◆ **SOURCE EXCERPT**:
## start
24 October 2007

F*** politics, This Is Music

Hello people,

Just to let you know that I have decided - for the moment - to abandon political commentary and focus on music. Because politics at the moment sucks. Big time. A plague on all their houses. Who cares who the new leader of the Lib Dems is or what Gordon Brown's latest sell-out will be? Do the politicians even care themselves?

Before signing off from politics entirely though I must recommend that you go out and buy Raj Patel's new book Stuffed and Starved and anything you can get your hands on by Carbon Trade Watch. These are the guys taking it forward - for all of us. And as soon as I can get my head together I'll be with them. But not yet... too busy in the studio.

More to follow soon.



15 October 2007

Fare Well Camp Bell

A sad day, in many ways, that Ming Campbell has resigned as leader of the Liberal Democrats.

I will miss his straight talking no-bullshit style (promised, but so far not delivered, by Gordon Brown) and wish him all the best. He never looked like Prime Minister material, but then neither did John Major, and he did the job for almost seven years... in any case, since when was there a realistic prospect of any Lib Dem leader becoming PM?
## end
◆ **STATED EXERCISE 1**:
According to the blog post, what new book by Raj Patel does the writer recommend buying?

◆ **PROVIDED INFORMATION**:
## start
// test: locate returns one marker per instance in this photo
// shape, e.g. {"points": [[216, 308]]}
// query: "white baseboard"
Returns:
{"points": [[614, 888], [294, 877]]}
## end
## start
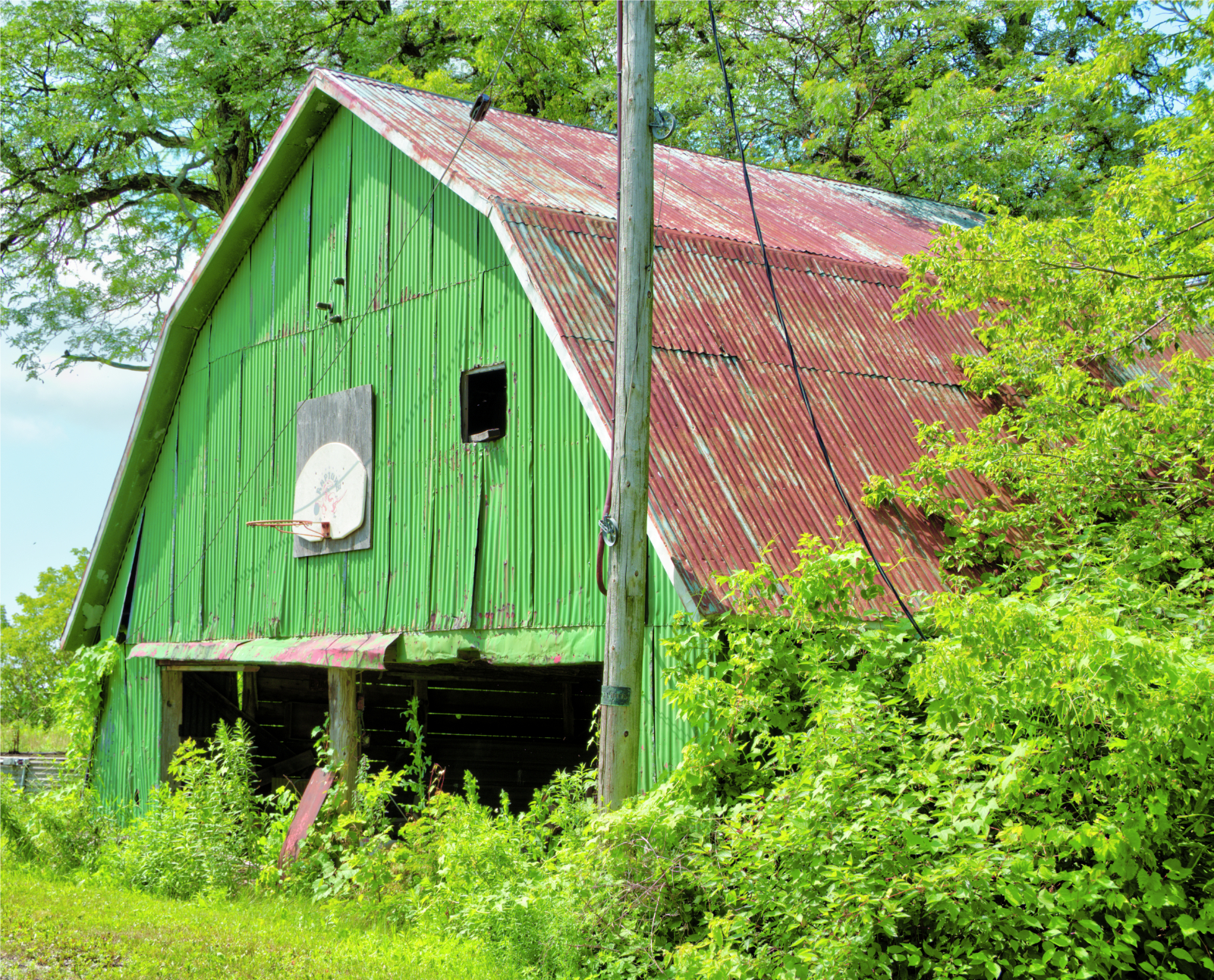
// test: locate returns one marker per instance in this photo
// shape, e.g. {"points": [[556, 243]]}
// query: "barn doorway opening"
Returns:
## end
◆ **STATED EXERCISE 2**:
Find each line in the records that contains the string "query" and copy it.

◆ **EXERCISE ANSWER 1**:
Stuffed and Starved

◆ **EXERCISE ANSWER 2**:
// query: "white baseboard"
// query: "barn doorway opening"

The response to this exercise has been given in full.